**Given instruction**
Put the records from the line containing "the stone figure" through the end of the records into a Markdown table with the columns Row and Line. Number each row, skip blank lines, and leave the pictures out.

Records:
##############################

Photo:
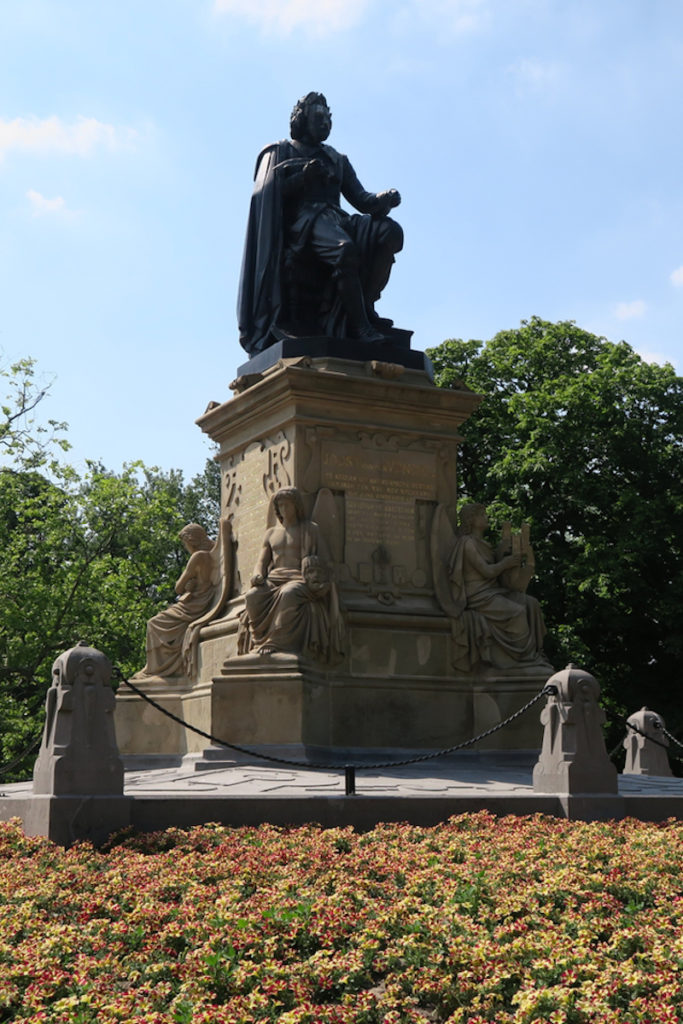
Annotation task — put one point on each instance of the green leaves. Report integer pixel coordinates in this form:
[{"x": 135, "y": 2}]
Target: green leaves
[
  {"x": 82, "y": 557},
  {"x": 584, "y": 439}
]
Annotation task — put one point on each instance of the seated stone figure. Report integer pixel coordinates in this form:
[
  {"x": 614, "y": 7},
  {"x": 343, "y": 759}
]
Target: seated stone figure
[
  {"x": 493, "y": 623},
  {"x": 292, "y": 605},
  {"x": 309, "y": 266},
  {"x": 202, "y": 590}
]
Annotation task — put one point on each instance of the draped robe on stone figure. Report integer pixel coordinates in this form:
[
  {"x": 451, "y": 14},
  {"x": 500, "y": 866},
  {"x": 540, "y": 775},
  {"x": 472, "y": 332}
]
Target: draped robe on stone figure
[{"x": 499, "y": 626}]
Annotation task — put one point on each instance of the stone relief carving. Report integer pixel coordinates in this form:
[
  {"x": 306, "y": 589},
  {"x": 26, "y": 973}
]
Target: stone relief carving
[
  {"x": 203, "y": 589},
  {"x": 278, "y": 475},
  {"x": 293, "y": 605},
  {"x": 494, "y": 621}
]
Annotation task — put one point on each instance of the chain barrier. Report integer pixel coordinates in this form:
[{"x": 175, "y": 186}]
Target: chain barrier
[
  {"x": 7, "y": 767},
  {"x": 657, "y": 742},
  {"x": 348, "y": 767},
  {"x": 673, "y": 738}
]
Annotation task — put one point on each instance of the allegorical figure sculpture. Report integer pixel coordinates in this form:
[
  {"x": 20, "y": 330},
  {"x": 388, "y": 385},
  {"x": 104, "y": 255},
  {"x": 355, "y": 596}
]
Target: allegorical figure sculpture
[
  {"x": 482, "y": 590},
  {"x": 202, "y": 591},
  {"x": 292, "y": 605},
  {"x": 309, "y": 267}
]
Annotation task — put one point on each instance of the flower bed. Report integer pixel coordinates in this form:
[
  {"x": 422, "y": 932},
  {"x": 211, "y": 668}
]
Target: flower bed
[{"x": 512, "y": 920}]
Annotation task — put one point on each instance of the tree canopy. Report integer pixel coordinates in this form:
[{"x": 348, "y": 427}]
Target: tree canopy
[
  {"x": 583, "y": 439},
  {"x": 82, "y": 556}
]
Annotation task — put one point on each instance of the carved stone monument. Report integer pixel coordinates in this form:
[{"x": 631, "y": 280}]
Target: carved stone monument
[
  {"x": 573, "y": 758},
  {"x": 356, "y": 610},
  {"x": 77, "y": 790},
  {"x": 646, "y": 745}
]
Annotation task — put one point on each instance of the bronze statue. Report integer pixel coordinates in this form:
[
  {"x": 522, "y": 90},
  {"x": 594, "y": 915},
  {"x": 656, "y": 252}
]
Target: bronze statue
[
  {"x": 482, "y": 590},
  {"x": 292, "y": 606},
  {"x": 309, "y": 267}
]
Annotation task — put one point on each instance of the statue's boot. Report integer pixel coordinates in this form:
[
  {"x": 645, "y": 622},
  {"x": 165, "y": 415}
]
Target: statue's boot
[
  {"x": 357, "y": 325},
  {"x": 375, "y": 284}
]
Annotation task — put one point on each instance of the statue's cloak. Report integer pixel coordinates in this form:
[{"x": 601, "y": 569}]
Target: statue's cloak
[{"x": 260, "y": 295}]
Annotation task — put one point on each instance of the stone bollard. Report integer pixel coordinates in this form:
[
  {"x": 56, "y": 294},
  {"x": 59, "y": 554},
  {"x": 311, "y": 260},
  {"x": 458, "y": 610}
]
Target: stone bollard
[
  {"x": 642, "y": 756},
  {"x": 573, "y": 758},
  {"x": 78, "y": 777}
]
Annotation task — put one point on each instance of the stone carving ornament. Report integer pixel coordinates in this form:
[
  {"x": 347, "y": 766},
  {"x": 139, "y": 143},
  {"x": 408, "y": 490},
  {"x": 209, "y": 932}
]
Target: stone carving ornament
[
  {"x": 309, "y": 267},
  {"x": 292, "y": 606},
  {"x": 203, "y": 589},
  {"x": 494, "y": 621}
]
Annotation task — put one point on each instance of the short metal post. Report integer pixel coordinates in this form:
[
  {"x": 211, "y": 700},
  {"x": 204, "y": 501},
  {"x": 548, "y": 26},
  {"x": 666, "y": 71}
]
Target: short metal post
[{"x": 349, "y": 773}]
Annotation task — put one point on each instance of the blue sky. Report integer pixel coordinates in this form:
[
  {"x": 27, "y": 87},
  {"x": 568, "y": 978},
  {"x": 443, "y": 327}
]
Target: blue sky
[{"x": 537, "y": 145}]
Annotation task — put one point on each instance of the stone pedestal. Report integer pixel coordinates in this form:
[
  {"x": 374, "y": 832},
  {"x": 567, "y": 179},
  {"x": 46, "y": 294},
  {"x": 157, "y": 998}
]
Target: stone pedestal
[
  {"x": 372, "y": 448},
  {"x": 646, "y": 744},
  {"x": 573, "y": 759},
  {"x": 77, "y": 791}
]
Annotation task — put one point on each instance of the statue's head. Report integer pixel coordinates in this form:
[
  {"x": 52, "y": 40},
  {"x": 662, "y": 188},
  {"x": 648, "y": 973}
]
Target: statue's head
[
  {"x": 289, "y": 494},
  {"x": 311, "y": 116},
  {"x": 469, "y": 515},
  {"x": 195, "y": 538}
]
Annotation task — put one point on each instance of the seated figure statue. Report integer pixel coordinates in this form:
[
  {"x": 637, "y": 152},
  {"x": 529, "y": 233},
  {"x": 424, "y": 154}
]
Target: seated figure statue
[
  {"x": 494, "y": 621},
  {"x": 292, "y": 605},
  {"x": 202, "y": 590},
  {"x": 309, "y": 267}
]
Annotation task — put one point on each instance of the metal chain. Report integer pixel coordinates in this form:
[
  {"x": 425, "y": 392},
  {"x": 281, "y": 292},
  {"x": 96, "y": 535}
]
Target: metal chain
[
  {"x": 673, "y": 738},
  {"x": 7, "y": 767},
  {"x": 629, "y": 725},
  {"x": 318, "y": 766}
]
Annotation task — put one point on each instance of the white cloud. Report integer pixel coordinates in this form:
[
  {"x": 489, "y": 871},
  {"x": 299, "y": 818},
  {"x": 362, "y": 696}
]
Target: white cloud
[
  {"x": 629, "y": 310},
  {"x": 43, "y": 135},
  {"x": 676, "y": 276},
  {"x": 321, "y": 17},
  {"x": 457, "y": 15},
  {"x": 41, "y": 205},
  {"x": 531, "y": 74}
]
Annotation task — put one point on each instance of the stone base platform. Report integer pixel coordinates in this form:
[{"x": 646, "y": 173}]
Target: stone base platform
[
  {"x": 425, "y": 794},
  {"x": 280, "y": 698}
]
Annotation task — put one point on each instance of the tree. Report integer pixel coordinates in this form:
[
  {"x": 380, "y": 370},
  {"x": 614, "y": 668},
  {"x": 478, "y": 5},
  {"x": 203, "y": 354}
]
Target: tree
[
  {"x": 81, "y": 558},
  {"x": 584, "y": 439}
]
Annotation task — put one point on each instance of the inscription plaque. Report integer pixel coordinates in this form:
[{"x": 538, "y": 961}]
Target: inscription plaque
[
  {"x": 251, "y": 521},
  {"x": 380, "y": 475},
  {"x": 381, "y": 489}
]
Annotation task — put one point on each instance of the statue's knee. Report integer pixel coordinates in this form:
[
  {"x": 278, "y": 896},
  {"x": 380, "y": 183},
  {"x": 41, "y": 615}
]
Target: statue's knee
[
  {"x": 347, "y": 258},
  {"x": 392, "y": 235}
]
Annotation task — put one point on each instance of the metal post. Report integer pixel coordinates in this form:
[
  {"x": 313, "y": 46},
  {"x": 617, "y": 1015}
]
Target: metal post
[{"x": 349, "y": 774}]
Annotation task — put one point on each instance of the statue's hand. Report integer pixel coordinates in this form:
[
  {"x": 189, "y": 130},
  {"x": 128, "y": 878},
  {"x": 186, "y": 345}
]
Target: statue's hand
[
  {"x": 512, "y": 561},
  {"x": 391, "y": 197}
]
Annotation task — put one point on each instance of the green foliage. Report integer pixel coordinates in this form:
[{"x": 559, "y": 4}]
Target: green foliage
[
  {"x": 81, "y": 558},
  {"x": 22, "y": 438},
  {"x": 583, "y": 439}
]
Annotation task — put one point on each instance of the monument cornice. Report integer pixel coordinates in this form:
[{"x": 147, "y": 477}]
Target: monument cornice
[{"x": 317, "y": 396}]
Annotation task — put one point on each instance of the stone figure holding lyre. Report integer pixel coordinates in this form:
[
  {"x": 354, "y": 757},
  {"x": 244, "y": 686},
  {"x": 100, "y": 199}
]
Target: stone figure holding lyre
[
  {"x": 482, "y": 590},
  {"x": 292, "y": 606}
]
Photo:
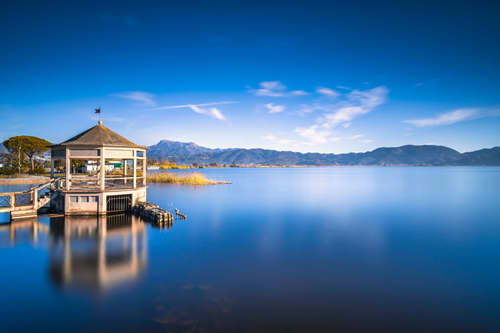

##############################

**Answer to the problem**
| Row | Line |
|---|---|
| 1 | Annotation task — put one point on each instance of the stone figure holding lyre. Report integer pixel coordinates in this form: |
| 2 | [ |
| 3 |   {"x": 354, "y": 757}, |
| 4 |   {"x": 244, "y": 686}, |
| 5 |   {"x": 100, "y": 199} |
| 6 | ] |
| 7 | Target: stone figure holding lyre |
| 8 | [ |
| 9 |   {"x": 482, "y": 590}, |
| 10 |   {"x": 292, "y": 606} |
| 11 | ] |
| 12 | Photo: |